TASK BRIEF —
Print each of the following items line for line, changing nothing.

-- Begin MATERIAL SUPPLIED --

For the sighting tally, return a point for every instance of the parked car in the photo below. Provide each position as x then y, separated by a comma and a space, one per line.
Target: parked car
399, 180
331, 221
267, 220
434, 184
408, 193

-- End MATERIAL SUPPLIED --

CORRECT RESULT —
For the sighting tally, return a point for every instance of the parked car in the photo below. Provide each position as x then y, separated by a comma and a space, one per line.
Target: parked car
399, 180
331, 221
267, 220
434, 184
408, 193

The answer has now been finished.